Task requirements
Filter the material below down to the lines containing the word "every".

Exercise inputs

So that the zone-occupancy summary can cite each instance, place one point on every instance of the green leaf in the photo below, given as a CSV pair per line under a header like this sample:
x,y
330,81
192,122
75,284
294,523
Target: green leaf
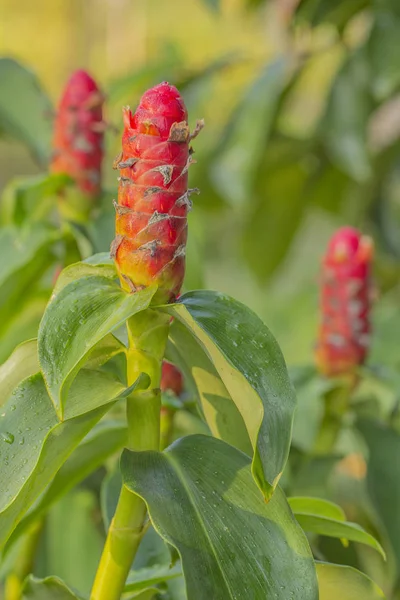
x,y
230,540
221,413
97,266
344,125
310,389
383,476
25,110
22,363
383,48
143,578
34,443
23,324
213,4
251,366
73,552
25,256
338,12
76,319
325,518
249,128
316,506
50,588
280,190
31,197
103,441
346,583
--
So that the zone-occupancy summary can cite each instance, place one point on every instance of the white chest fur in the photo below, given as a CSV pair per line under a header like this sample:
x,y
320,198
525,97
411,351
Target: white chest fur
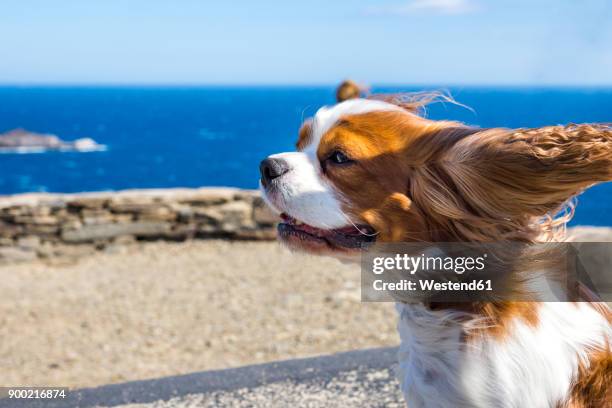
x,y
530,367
...
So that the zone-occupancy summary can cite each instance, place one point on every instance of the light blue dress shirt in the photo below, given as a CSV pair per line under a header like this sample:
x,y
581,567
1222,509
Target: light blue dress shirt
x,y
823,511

The completed task
So that the zone-occupancy summary can cite each instance, place one point on every instance of the green leaf in the photo below, given as a CSV pair per line under a header like this sample:
So that the zone-occupancy summary can cite each instance, place one point on every instance of the white chest fur in the photo below, given as a CSV pair per line under a header like this sample:
So that the zone-occupancy summary can cite each instance, place one point on every instance of the light blue dress shirt in the photo below, given as a CSV pair per line under a header like this sample:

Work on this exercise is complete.